_Natural-language object grounding data_.
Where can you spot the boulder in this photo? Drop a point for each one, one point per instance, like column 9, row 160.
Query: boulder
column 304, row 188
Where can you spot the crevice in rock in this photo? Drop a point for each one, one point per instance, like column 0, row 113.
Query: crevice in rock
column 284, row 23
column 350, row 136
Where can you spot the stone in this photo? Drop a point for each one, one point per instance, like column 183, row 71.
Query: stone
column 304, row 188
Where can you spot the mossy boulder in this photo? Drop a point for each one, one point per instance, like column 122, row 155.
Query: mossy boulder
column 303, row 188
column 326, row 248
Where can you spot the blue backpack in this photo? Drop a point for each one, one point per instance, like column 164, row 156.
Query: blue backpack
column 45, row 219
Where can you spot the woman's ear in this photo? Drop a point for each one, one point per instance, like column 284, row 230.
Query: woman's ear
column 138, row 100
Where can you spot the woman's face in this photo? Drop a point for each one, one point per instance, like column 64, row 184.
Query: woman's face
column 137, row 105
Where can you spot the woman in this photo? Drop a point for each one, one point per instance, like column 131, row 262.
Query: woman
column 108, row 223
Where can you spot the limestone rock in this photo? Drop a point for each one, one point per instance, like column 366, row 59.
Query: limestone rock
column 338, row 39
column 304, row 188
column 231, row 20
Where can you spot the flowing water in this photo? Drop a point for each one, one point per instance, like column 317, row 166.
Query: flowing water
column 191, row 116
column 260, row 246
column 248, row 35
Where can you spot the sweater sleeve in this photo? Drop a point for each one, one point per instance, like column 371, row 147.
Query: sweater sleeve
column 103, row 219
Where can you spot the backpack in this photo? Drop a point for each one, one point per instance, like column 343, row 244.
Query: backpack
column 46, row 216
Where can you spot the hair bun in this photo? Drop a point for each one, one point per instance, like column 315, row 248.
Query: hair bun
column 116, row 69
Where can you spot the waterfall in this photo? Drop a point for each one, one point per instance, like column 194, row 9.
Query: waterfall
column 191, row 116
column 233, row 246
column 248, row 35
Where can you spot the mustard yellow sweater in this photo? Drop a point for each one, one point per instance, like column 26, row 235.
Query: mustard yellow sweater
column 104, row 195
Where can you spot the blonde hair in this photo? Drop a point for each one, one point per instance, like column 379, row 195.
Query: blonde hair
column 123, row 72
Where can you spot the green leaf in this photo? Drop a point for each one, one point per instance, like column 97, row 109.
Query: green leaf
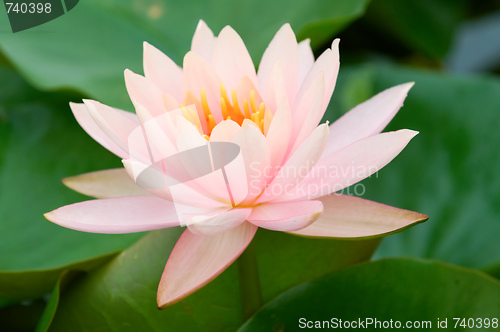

_About this exercise_.
The required output is each line of the entries that contains the word "leaf".

_Result_.
Where can you spot the green leaf in this photo? Drop a point for each one, one point per instance, like column 97, row 109.
Query: green leaf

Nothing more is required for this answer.